» **Passage to read**
☆ ☆ ☆ ☆ ☆

## Stream: general

### Topic: Lean 3.5.0c Released

#### Simon Hudon (Dec 27 2019 at 23:32):

Dear Lean community,

We finally have a release for Lean 3.5.0c! Using elan, it can be installed with the following command line:

elan toolchain install leanprover-community/lean:3.5.0


leanpkg.toml files can be updated to refer to 3.5.0c:

lean_version = "leanprover-community/lean:3.5.0"


The binaries can be found here and, as before, they are available for Linux, OS X, Windows and for the browser.

All the code that works with 3.4.2 should still work and we made sure that the current version of mathlib still works with this release. A more detailed summary of the changes can be found here.

Going forward, we will continue fixing bugs and adding features that makes Leaners' (or Lean-atics?) life easier. We have been strict so far in maintaining backward compatibility but we will now start considering breaking changes as well.

Special thanks to those who made this release possible: @Bryan Gin-ge Chen, @Edward Ayers, @Gabriel Ebner, @Wojciech Nawrocki, @Mario Carneiro, @matt rice, @Keeley Hoek and of course @Leonardo de Moura and @Sebastian Ullrich.

#### Rob Lewis (Dec 27 2019 at 23:45):

This is great! Thanks for the hard work guys.

#### Rob Lewis (Dec 27 2019 at 23:47):

I think the workshop in January would be a good time to talk about "porting" mathlib to 3.5c, that is, taking advantage of changes that aren't backward compatible.

#### Simon Hudon (Dec 27 2019 at 23:48):

Good idea :) I think @Jeremy Avigad planned on mathlib discussion, we can bring it up then

#### Rob Lewis (Dec 27 2019 at 23:50):

Yup. We'll put up more details about the schedule soon. But we have a few blocks of time set aside for this kind of stuff.

#### Rob Lewis (Dec 27 2019 at 23:52):

With proper elan integration, I don't see any reason not to make the change, and some of the new features/fixes will really be helpful.

#### Simon Hudon (Dec 27 2019 at 23:55):

Cool :) Are you thinking of some specific?

#### Rob Lewis (Dec 28 2019 at 00:42):

Renaming all the primed tactics, first of all, but I think there's a lot.

#### Patrick Massot (Dec 28 2019 at 10:33):

I'm very much interested in this for teaching. Is there anything I could do to get a version of Lean for linux, windows and MacOS where all primed versions become unprimed and, much more importantly, rintros becomes intro and rcases becomes cases? I think those would intro and cases changes would even be backward compatible.

#### Kevin Buzzard (Dec 28 2019 at 10:52):

I think cases H with H1 H2 becomes rcases H with ⟨H1, H2⟩.

☆ ☆ ☆ ☆ ☆

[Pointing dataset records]
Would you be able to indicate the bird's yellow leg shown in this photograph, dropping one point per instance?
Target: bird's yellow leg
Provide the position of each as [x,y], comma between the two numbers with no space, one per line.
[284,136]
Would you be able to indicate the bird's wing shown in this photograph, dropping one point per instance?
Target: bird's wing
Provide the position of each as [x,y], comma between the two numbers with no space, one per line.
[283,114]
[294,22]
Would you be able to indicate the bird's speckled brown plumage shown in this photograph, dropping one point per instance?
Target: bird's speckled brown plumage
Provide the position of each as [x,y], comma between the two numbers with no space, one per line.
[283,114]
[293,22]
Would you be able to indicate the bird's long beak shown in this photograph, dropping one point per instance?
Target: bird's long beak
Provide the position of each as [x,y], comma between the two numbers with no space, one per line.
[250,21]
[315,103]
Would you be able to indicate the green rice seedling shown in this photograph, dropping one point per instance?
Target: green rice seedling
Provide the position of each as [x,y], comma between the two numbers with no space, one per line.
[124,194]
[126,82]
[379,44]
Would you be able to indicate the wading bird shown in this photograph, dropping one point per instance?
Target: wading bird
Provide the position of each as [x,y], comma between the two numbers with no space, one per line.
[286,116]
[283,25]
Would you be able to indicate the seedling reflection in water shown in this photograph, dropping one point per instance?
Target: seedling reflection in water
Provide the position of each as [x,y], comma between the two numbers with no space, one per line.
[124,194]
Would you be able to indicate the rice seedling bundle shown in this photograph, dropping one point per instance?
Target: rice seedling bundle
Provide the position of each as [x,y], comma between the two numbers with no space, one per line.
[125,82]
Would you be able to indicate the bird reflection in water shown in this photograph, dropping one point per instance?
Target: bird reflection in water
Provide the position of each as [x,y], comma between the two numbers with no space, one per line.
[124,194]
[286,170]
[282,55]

☆ ☆ ☆ ☆ ☆

» **Tasks to carry out**
a - According to the Lean 3.5.0c release thread, on which platforms are the release binaries available?
b - Extend the Lean 3.5.0c release thread with the next few messages after Kevin Buzzard's remark about cases and rcases.
The listing above is not needed for any of the work here.

» **Written responses**
a - Linux, OS X, Windows, and the browser.

b -
#### Chris Hughes (Dec 28 2019 at 10:58):

There's plenty of little updates to the library that we'd like to do (e.g. get rid of nat.pow and discrete_field). Would it be a good idea to move the core library into mathlib and make these changes?

#### Yury G. Kudryashov (Dec 28 2019 at 11:01):

BTW, which part of the Lean C++ code is responsible for class instances resolution? I think about adding an algorithm that works better with algebraic classes, namely go down the chain from existing constants, not up from the goal.

#### Patrick Massot (Dec 28 2019 at 12:06):

Indeed rcases is not backward compatible, I was wrong.

#### Patrick Massot (Dec 28 2019 at 12:08):

Yury, what you are asking for is a huge change.

#### Patrick Massot (Dec 28 2019 at 12:10):

It seems that what I'm asking should actually be rather easy. The intro tactic is defined in Lean (in core lib of course) so it should be possible to change it without recompiling Lean, and I could try to find a completely new name for rcases. Too bad split and destruct are already taken.

#### Patrick Massot (Dec 28 2019 at 12:13):

@Simon Hudon Is there any reason why intro wasn't changed to rintro in Lean 3.5.0c?

#### Yury G. Kudryashov (Dec 28 2019 at 12:13):

@Patrick Massot I don't know whether I'll have time/skills to work on this, and I don't expect it to be done soon. However I feel that this is a way to go, at least for algebraic structures.

#### Patrick Massot (Dec 28 2019 at 12:15):

I don't deny that, I'm only trying to keep a distinction between easy modifications that could be made before or during Fomm2020 and long-term goals.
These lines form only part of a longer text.